_What the task asks_
Leaving the pictures aside, repeat every line below exactly.

_Source material_
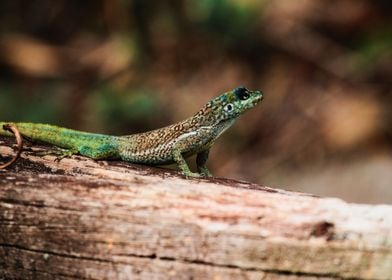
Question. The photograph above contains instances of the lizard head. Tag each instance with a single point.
(230, 105)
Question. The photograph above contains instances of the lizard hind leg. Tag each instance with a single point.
(103, 151)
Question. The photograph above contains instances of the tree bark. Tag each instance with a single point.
(83, 219)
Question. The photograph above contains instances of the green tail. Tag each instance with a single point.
(98, 146)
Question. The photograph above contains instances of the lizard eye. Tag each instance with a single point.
(241, 93)
(229, 107)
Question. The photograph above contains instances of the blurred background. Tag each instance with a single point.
(123, 66)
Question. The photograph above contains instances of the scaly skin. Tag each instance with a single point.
(173, 143)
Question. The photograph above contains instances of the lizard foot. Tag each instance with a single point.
(204, 172)
(191, 174)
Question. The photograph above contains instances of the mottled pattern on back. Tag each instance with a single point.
(198, 132)
(194, 135)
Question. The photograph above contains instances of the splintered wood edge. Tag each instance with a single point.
(88, 219)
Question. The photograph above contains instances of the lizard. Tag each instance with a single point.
(170, 144)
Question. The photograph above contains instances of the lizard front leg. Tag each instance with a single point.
(181, 163)
(195, 140)
(201, 161)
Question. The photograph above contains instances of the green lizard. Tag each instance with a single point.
(169, 144)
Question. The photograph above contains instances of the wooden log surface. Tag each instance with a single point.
(82, 219)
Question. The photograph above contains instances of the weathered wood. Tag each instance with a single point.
(96, 220)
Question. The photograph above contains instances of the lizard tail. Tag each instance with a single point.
(59, 136)
(19, 141)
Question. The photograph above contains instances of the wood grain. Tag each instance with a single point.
(81, 219)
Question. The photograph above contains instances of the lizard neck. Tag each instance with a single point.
(222, 127)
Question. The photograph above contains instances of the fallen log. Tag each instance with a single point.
(83, 219)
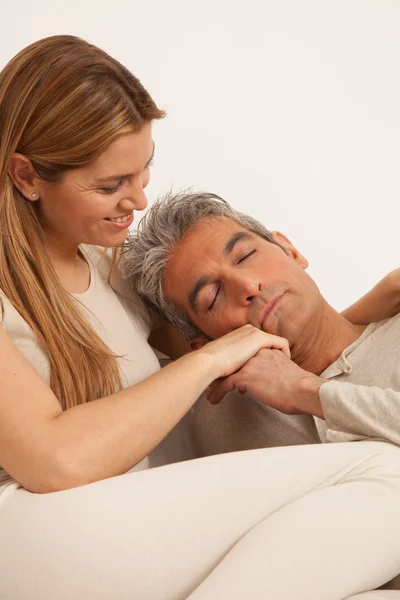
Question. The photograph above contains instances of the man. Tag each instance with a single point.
(210, 269)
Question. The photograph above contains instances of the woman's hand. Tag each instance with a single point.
(276, 381)
(382, 302)
(230, 352)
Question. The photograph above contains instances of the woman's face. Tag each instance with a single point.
(95, 204)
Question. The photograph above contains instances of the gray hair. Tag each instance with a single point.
(147, 251)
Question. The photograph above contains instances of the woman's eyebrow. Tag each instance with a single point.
(113, 178)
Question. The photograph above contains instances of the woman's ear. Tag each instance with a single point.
(24, 176)
(198, 343)
(290, 250)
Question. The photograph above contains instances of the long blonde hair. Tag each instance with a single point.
(62, 102)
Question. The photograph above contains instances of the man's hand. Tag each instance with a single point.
(275, 380)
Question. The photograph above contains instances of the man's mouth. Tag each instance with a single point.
(269, 309)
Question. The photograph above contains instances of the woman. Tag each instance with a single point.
(82, 400)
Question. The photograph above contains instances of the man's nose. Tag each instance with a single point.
(246, 289)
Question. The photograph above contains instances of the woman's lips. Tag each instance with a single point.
(270, 309)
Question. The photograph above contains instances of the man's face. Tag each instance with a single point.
(225, 276)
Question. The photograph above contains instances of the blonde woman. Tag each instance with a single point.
(82, 400)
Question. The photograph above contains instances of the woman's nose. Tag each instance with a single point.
(137, 200)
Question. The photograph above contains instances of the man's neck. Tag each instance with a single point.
(323, 344)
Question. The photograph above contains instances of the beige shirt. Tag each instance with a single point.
(362, 400)
(115, 313)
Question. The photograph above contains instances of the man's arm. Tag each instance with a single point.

_Task result_
Question. The photograph above contains instances of the lizard head. Tag each instance with a single point.
(230, 105)
Question. The photograph above contains instances of the lizard hind leg. Tag each instance with a single point.
(103, 151)
Question. The photograph above contains instances of the tree bark. Tag each instance with a single point.
(83, 219)
Question. The photograph above contains instances of the green tail. Tag each instance with a single point.
(98, 146)
Question. The photograph above contains instances of the lizard eye. Tag each instance with a single point.
(241, 93)
(229, 107)
Question. The photograph above contains instances of the blurred background. Tag each instance with a single point.
(123, 66)
Question. The photograph above contains instances of the scaly skin. Tag each instance with a single point.
(173, 143)
Question. The photograph above contains instances of the lizard foot. Tag each instance with a single point.
(204, 172)
(191, 174)
Question. The photograph above contains instances of the mottled pattern on back. Tag each instance with a single point.
(198, 132)
(194, 135)
Question. The photograph above contains instances of the splintered wood edge. Tag each instance with a single point.
(88, 219)
Question. The photograph above contains instances of the lizard. Tag each instance with a single point.
(170, 144)
Question. The photograph above contains instances of the lizard front leg. Tag each instance with a single point.
(181, 163)
(195, 140)
(201, 161)
Question. The photograph above contains instances of the green lizard. Tag each instance with a single point.
(169, 144)
Question. The photograph above contains instances of the wooden log surface. Tag each instance with a single point.
(82, 219)
Question. The photograph above contains instances of the weathered wood. Tag each instance with a single point.
(96, 220)
Question. The photograph above contains instances of the lizard tail. Tag each instance with a single point.
(59, 136)
(19, 141)
Question. The photograph above contains instances of the wood grain. Tag each instance with a single point.
(81, 219)
Question. The photograph above contains instances of the lizard neck. Tag each instance with a single point.
(222, 127)
Question. The photograph above contains instances of the fallen log. Tag each instance with a single point.
(83, 219)
Question. The photograph above contains instances of the man. Tag each instance with a single point.
(210, 269)
Question. The photograph above contains instances of the woman's hand. Tag each instance with a single point.
(276, 381)
(382, 302)
(230, 352)
Question. The photograph above contains instances of the woman's face. Tag each instance with a single point.
(95, 204)
Question. The photograph above contains instances of the gray hair. Tag each instance with a single point.
(147, 251)
Question. The photograph above contains instances of the woman's eyebrow. Tag each instance with a single point.
(113, 178)
Question. The photograph above contains instances of the woman's ear. Tag each instance with a single point.
(24, 176)
(198, 343)
(290, 250)
Question. The photograph above contains instances of the long blonde hair. Tag each instance with a single point.
(62, 102)
Question. The photograph above contains instances of the man's hand. Tag each instance with a single point.
(275, 380)
Question. The photograph above contains instances of the man's mouth. Tag each instance with a single point.
(269, 309)
Question. The photograph above contains instances of the woman. Tag each instance with a single point.
(82, 400)
Question. The photograph above contains instances of the man's nose. Tag each instance with a single point.
(246, 289)
Question. The photograph above contains instances of the woman's lips. Tag each instance with a single point.
(270, 309)
Question. The photograph above contains instances of the man's face. Tag each instance with a single point.
(225, 276)
Question. The photograph above contains instances of the blonde woman. Tag each instance with a single point.
(82, 400)
Question. The photograph above contains instances of the woman's nose. Tag each instance with a single point.
(137, 200)
Question. The photograph above contains instances of the man's neck. Tag each instance with a single point.
(323, 344)
Question. The photograph above contains instances of the beige shirt. Tag each instance with a single point.
(362, 400)
(115, 313)
Question. The photograph above contains instances of the man's arm. Tag each instance with a single point.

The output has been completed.